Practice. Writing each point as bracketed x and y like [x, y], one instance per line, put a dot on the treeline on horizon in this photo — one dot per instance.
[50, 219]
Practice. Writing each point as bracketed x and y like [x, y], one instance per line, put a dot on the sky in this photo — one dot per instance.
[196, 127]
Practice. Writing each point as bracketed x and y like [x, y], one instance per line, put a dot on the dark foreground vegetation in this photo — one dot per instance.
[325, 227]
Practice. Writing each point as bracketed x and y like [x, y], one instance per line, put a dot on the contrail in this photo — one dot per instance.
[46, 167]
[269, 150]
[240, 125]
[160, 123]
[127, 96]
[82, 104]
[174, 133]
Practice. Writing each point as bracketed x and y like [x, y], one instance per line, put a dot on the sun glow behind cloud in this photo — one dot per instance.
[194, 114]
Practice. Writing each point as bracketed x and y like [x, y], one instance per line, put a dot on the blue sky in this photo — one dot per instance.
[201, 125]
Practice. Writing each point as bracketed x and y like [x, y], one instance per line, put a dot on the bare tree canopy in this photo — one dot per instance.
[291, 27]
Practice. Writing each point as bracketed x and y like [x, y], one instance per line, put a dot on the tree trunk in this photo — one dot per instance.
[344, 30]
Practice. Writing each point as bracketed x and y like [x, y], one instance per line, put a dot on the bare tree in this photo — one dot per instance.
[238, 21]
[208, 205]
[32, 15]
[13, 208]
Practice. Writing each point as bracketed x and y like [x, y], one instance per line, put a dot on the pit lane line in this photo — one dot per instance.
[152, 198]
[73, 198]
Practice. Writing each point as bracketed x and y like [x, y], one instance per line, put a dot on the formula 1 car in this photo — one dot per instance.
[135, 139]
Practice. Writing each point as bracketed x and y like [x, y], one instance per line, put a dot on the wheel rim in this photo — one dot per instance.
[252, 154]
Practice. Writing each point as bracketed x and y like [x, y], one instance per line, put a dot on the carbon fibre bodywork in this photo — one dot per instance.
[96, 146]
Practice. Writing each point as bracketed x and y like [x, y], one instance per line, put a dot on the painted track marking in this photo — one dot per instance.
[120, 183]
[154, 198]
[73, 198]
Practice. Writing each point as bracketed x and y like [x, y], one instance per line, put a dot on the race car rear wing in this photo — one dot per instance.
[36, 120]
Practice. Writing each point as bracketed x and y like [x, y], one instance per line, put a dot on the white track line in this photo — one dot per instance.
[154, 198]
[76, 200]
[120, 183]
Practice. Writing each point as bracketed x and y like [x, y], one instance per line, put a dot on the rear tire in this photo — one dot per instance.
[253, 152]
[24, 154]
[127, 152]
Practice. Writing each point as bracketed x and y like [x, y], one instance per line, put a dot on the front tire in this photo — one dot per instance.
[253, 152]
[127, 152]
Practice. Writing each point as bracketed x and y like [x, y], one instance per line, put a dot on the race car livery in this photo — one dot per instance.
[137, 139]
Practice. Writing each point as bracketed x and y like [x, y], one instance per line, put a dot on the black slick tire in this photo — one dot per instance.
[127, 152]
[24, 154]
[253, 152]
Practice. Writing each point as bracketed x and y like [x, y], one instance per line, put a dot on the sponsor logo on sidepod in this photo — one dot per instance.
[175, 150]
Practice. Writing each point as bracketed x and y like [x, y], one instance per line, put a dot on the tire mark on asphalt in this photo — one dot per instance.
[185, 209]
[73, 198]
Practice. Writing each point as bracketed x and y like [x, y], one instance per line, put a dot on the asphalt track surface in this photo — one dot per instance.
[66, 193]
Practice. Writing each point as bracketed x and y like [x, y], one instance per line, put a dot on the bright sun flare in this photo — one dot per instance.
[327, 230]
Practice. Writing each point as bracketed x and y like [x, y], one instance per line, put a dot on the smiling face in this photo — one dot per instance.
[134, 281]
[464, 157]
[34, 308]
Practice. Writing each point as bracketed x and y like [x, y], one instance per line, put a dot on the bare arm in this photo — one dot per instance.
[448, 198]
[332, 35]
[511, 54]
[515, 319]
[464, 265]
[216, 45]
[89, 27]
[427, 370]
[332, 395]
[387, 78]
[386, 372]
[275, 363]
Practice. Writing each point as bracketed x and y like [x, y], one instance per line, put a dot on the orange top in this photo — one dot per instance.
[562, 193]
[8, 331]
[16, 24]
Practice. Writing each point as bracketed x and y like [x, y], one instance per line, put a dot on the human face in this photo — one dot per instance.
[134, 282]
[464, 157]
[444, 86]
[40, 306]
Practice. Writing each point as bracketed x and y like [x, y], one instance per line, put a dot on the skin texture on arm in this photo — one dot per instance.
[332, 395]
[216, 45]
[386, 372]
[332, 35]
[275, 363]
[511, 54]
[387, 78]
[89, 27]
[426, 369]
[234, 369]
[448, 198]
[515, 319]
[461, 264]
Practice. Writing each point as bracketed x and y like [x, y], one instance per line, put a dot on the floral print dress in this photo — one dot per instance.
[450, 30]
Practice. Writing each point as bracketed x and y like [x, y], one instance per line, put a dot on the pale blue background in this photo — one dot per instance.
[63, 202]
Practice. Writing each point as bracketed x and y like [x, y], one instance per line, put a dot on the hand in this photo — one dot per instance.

--- What is being asked ---
Everything in the listing needs to be duplicated exactly, line for line.

--- Answer space ---
Practice. Writing each point as bracketed x and y like [x, y], one instance per line, put a dot on the treeline on horizon in this photo — one dot per instance.
[50, 219]
Practice. Writing each point as bracketed x and y like [x, y], one instance per line, put a dot on the sky in this photo — one dot per instance.
[196, 127]
Practice. Writing each point as bracketed x and y like [x, y], one instance per line, put a dot on the dark foreground vegetation in this photo — one dot per instance.
[325, 227]
Practice. Writing each point as bracketed x and y like [x, y], one instance per line, put a dot on the contrail in this photo — one dot per instance.
[46, 167]
[269, 150]
[240, 125]
[160, 123]
[127, 96]
[82, 104]
[174, 133]
Practice. Writing each point as bracketed x and y like [x, y], one instance per line, put a dot on the sun glow behind cloud in this photo — one dot per instance.
[194, 114]
Practice. Writing each point as bracketed x and y like [x, y], one instance per line, put a dot on the blue sky in this photo — one dot per instance.
[201, 125]
Practice. Writing each point as bracketed x and y like [x, y], one instance per line, put a dot on the bare tree canopy in this photo — one dot per instance.
[291, 27]
Practice. Writing each point as bracketed x and y like [x, y], one instance per line, put a dot on the tree trunk in this photo — one dot per instance.
[344, 30]
Practice. Writing each point as bracketed x and y like [x, y], one instance per line, put a dot on the bare tree in this photo — one dot per instance.
[238, 21]
[208, 205]
[32, 15]
[13, 208]
Practice. Writing each point as bracketed x and y like [x, y], one instance per line, put a dot on the pit lane line in this photo — one dot per instance.
[152, 198]
[73, 198]
Practice. Writing each point as bracketed x and y like [x, y], one instance per line, put a dot on the formula 1 car in this photo — one dot per instance.
[135, 139]
Practice. Writing each point as bracketed x and y like [x, y], one instance per line, put a dot on the wheel rim in this photo — one dot per instance.
[252, 154]
Practice. Writing each point as bracketed x and y like [x, y], one instance per line, put a dot on the carbon fibre bodywork in this photo — one dot per instance.
[96, 146]
Practice. Writing each point as bracketed x and y like [x, y], one instance per line, put a dot on the painted track marking in this photo — one dot per instance.
[120, 183]
[154, 198]
[73, 198]
Practice. Writing each point as bracketed x and y like [x, y], one instance per line, put a dot on the race car rear wing in this photo — one dot per instance.
[36, 120]
Practice. Writing each point as bracketed x and y like [x, y], one instance per line, put a dot on the white track line in this photo — one dot per instance.
[154, 198]
[76, 200]
[120, 183]
Practice. Writing each point as bracketed x and y like [x, y], one instance per line, put a dot on the rear tire in this photo — one dot per instance.
[253, 152]
[24, 154]
[127, 152]
Practice. Writing each point as bracketed x and y like [x, y], one instance per line, put a dot on the front tire in this photo — one dot per instance.
[253, 152]
[127, 152]
Practice. Writing each point as bracketed x and y like [x, y], one instance per line, put a dot on the race car livery in this photo — one dot per instance.
[137, 139]
Practice. Writing each point as bracketed x and y like [x, y], one instance per line, put a dot on the black slick tire in this photo — one dot per instance.
[127, 152]
[24, 154]
[253, 152]
Practice. Writing each point as bracketed x and y like [x, y], one instance per line, put a dot on the sponsor logo on sidepod in this photo — one dot per instance.
[175, 150]
Practice. Writing each point as bracketed x and y like [x, y], one instance per line, put a dot on the tire mark on asphalt in this photo — one dot per instance.
[185, 209]
[73, 198]
Practice. Writing each point as bracketed x and y like [x, y], one instance per line, put a dot on the asphalt track surface in this photo — one dot per instance.
[66, 193]
Practice. Writing each point as bracketed x and y like [x, y], one instance per line, put a dot on the bright sun flare in this photo — one dot per instance.
[327, 230]
Practice. Writing each point as bracketed x and y like [x, y], one instance per line, put a dot on the smiling face in this photo — one dot per instance.
[134, 281]
[464, 157]
[34, 308]
Practice. Writing each point as bracketed x and y like [x, y], one instance per line, put a dot on the bare arm in this photo — one dot per instance.
[448, 198]
[332, 35]
[511, 54]
[515, 319]
[464, 265]
[216, 45]
[89, 27]
[427, 370]
[332, 395]
[387, 78]
[386, 372]
[275, 363]
Practice. Writing each point as bracketed x and y like [x, y], one instance per line, put a dot on the orange top in this photo — one dot per instance.
[562, 193]
[8, 331]
[16, 24]
Practice. Writing each point as bracketed x and y like [x, y], one instance per line, put a dot on the human face in this photo — one dot per instance.
[134, 282]
[464, 157]
[444, 86]
[40, 306]
Practice. Writing each point as bracketed x and y like [x, y], one instance per line, put a dot on the skin texture on arm in this photo — one dot per instance.
[332, 395]
[216, 45]
[386, 372]
[332, 35]
[275, 363]
[511, 54]
[387, 78]
[89, 27]
[426, 369]
[234, 369]
[448, 198]
[515, 319]
[461, 264]
Practice. Writing each point as bracketed x and y like [x, y], one instance per line, put a dot on the floral print dress in this photo — one dot per instance.
[450, 30]
Practice. Writing each point as bracketed x and y like [x, y], one instance per line, put a dot on the pale blue background in this photo — one dot per instance.
[63, 202]
Practice. Writing each point as bracketed x and y like [x, y], one instance per line, put a dot on the hand in this photo — one dot per instance.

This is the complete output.